By Ann Needle
With high tech just about everywhere, it is tough to imagine life without the magic of the Internet and cell phones. But, take these away, and there are dedicated amateur shortwave radio enthusiasts in Stow and surrounding communities ready to step in and help keep friends and neighbors in touch with what they need.
Welcome to the annual Field Day for amateur radio operators around the world. During this 24-hour period, on the fourth weekend in June, these operators dedicate themselves to seeing just how many fellow “hams” can be reached over the long distances that shortwave can bridge. This year’s local test was sponsored this past weekend by the Police Amateur Radio Team of Westford, at the Concord Rod and Gun Club. Local hams gathered with their radios, antennas, even portable solar panels, for the continuous, 24-hour test that officially began 2 p.m. Saturday.
About 25 hams were gathered Sunday morning, testing four shortwave stations. Two were using voice, another Morse code, and a fourth utilized digital technology. According to Stow’s Bob Glorioso, who was helping supervise the different stations, “We try to communicate with as many different people as we can.”
While radio chat throughout the year may be more relaxed outside of emergency situations, Glorioso noted that conversations with hams reached during the test were kept to brief, basic information. The group kept a running log of successful calls.

★ ★ ★

### [EXERCISES]
a) According to the Field Day article, at what time did the 24-hour test officially begin?
b) List every item of equipment that, according to the Field Day article, local hams gathered with.
c) Duplicate the passage of the Field Day article starting with "Welcome to the" and going on through "2 p.m. Saturday.".
The records are a separate set of material, unrelated to the Field Day article.

Pointing records
★ ★ ★

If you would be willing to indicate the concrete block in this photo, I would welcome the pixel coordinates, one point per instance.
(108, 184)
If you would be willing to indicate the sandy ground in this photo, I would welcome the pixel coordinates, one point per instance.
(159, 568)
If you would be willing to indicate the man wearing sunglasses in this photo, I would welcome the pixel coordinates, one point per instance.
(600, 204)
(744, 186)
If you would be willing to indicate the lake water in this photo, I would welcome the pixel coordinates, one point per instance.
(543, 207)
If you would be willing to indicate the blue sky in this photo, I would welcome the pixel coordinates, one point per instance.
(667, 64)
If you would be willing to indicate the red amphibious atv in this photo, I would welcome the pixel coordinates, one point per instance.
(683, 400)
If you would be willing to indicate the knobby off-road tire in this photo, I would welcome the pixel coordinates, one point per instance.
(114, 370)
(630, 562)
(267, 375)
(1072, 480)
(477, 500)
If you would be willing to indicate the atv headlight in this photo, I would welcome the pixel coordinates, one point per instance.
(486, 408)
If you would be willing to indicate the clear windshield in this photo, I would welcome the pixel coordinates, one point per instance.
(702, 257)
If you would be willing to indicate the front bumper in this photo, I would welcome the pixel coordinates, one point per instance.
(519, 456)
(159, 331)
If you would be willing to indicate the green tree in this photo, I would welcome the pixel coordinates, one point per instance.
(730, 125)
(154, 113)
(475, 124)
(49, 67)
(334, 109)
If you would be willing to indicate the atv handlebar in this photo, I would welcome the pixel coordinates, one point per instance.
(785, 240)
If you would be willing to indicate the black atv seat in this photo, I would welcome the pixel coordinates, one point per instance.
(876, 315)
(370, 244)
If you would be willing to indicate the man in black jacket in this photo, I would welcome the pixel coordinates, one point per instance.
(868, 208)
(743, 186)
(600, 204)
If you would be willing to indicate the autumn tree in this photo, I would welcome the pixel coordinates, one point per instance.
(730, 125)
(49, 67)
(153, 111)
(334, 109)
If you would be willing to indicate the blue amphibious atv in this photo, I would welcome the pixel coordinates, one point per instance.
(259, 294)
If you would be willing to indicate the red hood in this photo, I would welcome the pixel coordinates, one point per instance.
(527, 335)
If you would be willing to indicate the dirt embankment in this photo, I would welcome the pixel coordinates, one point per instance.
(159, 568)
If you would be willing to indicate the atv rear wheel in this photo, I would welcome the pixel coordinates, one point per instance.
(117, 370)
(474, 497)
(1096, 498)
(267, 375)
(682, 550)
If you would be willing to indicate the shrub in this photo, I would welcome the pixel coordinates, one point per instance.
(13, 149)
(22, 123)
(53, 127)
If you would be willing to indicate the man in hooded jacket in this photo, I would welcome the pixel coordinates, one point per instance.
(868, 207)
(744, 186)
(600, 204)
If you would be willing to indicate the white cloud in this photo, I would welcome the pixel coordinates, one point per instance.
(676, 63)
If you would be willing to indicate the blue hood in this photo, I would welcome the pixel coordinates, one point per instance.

★ ★ ★

### [THE RESULTS]
a) It officially began at 2 p.m. Saturday.

b) Radios, antennas, and portable solar panels.

c)
Welcome to the annual Field Day for amateur radio operators around the world. During this 24-hour period, on the fourth weekend in June, these operators dedicate themselves to seeing just how many fellow “hams” can be reached over the long distances that shortwave can bridge. This year’s local test was sponsored this past weekend by the Police Amateur Radio Team of Westford, at the Concord Rod and Gun Club. Local hams gathered with their radios, antennas, even portable solar panels, for the continuous, 24-hour test that officially began 2 p.m. Saturday.